*** Block opens ***

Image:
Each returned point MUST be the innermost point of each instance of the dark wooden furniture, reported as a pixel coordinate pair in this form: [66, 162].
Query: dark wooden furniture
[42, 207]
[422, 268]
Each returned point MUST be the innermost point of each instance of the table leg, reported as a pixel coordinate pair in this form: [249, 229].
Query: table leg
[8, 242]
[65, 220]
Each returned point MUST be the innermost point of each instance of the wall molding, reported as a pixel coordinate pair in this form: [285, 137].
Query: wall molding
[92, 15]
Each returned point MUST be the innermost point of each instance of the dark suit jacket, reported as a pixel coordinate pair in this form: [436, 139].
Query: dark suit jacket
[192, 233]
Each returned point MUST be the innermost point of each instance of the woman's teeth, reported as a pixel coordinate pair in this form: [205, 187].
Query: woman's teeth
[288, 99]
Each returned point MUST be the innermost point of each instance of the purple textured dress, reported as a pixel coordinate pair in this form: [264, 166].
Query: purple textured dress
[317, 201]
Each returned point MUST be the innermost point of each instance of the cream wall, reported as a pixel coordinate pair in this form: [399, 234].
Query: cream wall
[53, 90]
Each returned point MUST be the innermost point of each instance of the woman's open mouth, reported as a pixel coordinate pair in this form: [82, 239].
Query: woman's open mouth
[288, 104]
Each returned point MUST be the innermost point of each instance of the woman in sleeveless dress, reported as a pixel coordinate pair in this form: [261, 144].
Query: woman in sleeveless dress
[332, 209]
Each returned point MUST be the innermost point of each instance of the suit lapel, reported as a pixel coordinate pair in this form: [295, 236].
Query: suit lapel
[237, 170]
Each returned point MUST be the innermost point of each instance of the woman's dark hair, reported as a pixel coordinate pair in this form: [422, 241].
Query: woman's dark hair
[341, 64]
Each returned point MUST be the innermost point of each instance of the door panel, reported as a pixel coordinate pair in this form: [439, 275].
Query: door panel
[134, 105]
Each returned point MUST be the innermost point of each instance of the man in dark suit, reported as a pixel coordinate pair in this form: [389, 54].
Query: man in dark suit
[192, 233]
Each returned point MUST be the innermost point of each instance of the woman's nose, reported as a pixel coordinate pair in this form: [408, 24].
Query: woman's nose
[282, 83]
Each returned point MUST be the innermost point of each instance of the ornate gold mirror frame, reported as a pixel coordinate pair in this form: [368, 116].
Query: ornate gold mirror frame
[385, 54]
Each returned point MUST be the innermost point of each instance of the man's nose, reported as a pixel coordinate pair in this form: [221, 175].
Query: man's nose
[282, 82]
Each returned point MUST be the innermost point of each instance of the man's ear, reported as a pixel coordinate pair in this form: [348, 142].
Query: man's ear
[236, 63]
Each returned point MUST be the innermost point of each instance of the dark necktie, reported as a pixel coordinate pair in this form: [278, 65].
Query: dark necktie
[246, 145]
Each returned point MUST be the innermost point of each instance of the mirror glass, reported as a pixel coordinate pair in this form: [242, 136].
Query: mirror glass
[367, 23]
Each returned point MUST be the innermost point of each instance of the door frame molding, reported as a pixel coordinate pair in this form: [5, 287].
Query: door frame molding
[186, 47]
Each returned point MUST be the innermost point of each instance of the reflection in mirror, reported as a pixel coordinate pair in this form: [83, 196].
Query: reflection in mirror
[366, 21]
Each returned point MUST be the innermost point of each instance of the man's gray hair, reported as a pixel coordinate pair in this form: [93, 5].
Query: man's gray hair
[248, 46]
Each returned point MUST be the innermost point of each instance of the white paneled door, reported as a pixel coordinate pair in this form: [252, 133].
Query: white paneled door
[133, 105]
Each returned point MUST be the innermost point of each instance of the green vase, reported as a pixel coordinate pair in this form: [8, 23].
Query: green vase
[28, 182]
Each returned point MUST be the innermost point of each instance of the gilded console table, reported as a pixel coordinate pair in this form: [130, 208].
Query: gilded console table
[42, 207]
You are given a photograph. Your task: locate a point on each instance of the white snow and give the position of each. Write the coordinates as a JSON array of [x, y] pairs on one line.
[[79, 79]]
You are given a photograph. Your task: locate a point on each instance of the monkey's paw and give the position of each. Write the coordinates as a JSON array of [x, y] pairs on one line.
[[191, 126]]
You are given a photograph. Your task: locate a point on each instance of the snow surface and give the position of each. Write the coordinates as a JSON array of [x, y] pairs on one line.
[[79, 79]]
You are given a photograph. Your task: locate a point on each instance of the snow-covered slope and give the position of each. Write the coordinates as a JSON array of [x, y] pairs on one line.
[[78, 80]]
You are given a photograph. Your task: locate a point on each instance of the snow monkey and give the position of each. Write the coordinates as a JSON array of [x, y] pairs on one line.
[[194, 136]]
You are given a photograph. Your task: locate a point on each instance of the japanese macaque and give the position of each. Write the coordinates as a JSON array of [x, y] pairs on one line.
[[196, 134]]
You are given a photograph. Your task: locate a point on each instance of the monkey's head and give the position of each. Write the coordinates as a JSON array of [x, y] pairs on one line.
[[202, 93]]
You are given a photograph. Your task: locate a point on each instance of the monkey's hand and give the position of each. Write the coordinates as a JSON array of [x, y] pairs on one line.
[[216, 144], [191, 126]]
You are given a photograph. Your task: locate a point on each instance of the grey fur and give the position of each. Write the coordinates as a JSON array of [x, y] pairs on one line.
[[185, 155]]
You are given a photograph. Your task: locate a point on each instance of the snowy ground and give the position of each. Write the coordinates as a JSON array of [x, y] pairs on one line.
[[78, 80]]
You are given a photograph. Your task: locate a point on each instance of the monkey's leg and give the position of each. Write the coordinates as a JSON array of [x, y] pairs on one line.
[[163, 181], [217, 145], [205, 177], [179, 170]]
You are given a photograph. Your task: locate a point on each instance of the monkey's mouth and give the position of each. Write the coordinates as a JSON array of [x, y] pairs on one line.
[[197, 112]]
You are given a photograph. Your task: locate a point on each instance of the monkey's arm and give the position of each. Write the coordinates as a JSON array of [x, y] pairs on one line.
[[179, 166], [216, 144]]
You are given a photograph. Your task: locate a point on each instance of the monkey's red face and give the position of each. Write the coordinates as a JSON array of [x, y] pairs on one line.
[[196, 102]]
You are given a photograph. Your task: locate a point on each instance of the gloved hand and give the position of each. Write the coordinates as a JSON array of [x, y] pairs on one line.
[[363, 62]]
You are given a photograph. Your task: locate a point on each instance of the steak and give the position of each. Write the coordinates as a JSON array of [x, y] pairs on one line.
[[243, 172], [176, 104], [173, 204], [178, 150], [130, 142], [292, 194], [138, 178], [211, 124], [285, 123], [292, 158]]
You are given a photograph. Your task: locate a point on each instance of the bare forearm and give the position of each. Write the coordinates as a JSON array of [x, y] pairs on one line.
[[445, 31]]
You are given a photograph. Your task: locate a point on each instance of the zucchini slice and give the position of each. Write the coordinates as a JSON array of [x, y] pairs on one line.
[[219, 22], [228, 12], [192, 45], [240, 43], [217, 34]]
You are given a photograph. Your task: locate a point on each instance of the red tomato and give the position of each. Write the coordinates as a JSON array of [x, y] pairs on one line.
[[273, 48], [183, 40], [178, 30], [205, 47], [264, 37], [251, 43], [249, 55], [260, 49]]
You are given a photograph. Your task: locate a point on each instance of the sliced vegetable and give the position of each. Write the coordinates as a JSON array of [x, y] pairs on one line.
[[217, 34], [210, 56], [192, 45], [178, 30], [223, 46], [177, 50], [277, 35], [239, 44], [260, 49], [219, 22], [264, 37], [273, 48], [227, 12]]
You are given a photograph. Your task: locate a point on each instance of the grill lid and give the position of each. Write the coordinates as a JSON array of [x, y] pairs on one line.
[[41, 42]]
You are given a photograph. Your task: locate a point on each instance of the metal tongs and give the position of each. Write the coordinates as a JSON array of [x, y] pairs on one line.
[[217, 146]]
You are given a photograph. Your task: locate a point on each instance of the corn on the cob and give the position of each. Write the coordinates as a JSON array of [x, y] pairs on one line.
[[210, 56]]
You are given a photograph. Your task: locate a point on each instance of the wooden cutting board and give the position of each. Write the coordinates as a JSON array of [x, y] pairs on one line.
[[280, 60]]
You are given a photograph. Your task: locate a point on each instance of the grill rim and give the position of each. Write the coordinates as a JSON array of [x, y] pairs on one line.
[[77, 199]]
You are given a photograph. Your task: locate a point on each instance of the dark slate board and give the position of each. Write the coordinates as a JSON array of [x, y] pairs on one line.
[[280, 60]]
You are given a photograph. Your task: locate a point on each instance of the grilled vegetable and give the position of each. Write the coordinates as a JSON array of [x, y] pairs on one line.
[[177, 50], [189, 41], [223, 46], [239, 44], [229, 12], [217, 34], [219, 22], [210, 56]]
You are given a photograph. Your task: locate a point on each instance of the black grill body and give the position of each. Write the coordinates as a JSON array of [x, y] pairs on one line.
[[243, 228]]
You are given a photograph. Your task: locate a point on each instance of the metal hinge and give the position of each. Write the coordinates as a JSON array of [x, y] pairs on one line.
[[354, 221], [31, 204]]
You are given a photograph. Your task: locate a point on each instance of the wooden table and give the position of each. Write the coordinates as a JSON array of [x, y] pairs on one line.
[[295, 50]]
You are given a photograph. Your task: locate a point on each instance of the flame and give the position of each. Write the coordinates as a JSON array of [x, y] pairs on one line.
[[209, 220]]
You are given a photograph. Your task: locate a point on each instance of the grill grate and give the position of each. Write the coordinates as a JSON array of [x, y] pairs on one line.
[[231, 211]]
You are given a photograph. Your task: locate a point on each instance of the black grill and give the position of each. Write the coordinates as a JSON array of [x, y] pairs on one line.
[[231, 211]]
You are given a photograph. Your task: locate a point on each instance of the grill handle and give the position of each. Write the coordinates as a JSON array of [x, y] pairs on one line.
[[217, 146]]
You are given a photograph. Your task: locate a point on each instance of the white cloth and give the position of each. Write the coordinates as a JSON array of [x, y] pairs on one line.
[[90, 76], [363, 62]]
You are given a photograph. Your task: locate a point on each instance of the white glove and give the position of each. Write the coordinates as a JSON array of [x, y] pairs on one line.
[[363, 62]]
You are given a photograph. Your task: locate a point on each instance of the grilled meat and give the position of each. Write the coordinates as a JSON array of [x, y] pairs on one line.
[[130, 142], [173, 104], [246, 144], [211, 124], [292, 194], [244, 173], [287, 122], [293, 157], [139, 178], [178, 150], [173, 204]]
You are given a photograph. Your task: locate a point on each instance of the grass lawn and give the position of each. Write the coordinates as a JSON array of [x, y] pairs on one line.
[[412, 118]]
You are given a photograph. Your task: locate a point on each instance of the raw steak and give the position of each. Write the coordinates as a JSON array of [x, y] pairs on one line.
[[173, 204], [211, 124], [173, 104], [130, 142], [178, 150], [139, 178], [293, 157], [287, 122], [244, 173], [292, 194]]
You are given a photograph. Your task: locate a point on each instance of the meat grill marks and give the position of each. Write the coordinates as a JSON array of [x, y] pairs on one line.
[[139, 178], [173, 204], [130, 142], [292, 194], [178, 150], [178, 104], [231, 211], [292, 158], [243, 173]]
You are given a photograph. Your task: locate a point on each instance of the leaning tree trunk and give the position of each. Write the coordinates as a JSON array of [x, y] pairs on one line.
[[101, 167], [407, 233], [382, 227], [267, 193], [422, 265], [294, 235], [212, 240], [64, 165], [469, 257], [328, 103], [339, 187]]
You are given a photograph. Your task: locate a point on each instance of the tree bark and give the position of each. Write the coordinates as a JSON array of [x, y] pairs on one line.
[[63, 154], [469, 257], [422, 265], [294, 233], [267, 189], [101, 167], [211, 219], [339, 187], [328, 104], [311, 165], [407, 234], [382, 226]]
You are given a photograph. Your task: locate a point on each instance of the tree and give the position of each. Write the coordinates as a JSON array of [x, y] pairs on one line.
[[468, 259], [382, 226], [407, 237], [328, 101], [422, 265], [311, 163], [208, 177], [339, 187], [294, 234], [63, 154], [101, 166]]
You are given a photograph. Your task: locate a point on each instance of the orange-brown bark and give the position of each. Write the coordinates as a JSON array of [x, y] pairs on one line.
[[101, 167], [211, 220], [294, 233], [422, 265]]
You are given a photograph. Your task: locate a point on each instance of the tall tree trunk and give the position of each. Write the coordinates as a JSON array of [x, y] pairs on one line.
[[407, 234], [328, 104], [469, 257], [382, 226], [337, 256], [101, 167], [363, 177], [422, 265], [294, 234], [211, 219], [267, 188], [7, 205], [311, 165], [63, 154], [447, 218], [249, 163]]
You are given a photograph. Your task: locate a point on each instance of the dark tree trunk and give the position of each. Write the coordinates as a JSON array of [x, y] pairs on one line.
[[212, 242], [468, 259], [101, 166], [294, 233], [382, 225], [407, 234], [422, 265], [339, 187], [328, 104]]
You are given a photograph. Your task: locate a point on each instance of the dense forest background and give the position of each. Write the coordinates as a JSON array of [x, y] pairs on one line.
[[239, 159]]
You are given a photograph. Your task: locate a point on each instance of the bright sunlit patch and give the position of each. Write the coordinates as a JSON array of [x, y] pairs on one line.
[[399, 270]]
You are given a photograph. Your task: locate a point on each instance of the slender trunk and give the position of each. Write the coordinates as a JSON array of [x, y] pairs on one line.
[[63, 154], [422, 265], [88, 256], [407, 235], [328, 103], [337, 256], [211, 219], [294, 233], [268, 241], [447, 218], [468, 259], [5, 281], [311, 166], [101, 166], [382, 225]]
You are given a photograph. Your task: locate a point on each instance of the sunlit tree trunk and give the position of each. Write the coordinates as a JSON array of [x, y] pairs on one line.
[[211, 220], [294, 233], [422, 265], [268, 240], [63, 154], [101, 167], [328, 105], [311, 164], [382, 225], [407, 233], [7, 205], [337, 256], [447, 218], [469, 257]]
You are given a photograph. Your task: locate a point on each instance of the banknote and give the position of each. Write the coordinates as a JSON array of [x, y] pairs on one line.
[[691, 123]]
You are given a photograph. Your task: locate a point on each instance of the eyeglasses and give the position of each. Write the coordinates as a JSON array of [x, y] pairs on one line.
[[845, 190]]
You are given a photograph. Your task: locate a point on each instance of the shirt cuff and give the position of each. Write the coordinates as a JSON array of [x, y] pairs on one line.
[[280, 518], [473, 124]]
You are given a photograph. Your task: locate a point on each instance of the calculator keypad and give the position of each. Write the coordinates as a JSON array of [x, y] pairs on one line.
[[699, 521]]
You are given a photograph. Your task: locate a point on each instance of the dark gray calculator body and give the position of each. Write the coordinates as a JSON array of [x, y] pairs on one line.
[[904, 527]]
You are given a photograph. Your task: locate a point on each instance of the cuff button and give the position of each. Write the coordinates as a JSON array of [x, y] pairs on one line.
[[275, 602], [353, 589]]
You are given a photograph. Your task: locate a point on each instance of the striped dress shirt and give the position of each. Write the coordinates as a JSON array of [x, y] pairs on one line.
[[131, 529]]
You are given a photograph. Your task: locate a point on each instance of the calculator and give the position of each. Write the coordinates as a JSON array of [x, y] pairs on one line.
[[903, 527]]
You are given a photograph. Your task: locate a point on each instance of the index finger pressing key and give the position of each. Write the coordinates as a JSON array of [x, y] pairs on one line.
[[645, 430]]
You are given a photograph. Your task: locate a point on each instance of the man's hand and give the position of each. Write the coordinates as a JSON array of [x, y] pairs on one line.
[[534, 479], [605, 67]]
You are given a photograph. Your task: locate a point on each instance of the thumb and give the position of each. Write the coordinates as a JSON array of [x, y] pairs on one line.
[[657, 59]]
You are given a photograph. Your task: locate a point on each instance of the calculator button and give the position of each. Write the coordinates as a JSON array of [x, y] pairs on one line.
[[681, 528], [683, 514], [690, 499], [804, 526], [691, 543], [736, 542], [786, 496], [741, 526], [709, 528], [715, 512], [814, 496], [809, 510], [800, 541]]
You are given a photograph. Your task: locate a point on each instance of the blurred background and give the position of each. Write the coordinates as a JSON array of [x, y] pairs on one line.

*** Block closes ***

_Exercise directions_. Output the lines above between the one holding "Query: man in dark suit" and the one holding "form: [368, 116].", inclusive, with nothing before or after them.

_Answer to the exercise_.
Query: man in dark suit
[192, 233]
Each returned point MUST be the innermost point of each instance of the woman's nose, reported as a pixel coordinate pair in this form: [408, 24].
Query: woman's nose
[282, 83]
Each returned point MUST be the innermost point of each instance of the ornate gold mirror frame, reported as a pixel coordinate pair in this form: [368, 116].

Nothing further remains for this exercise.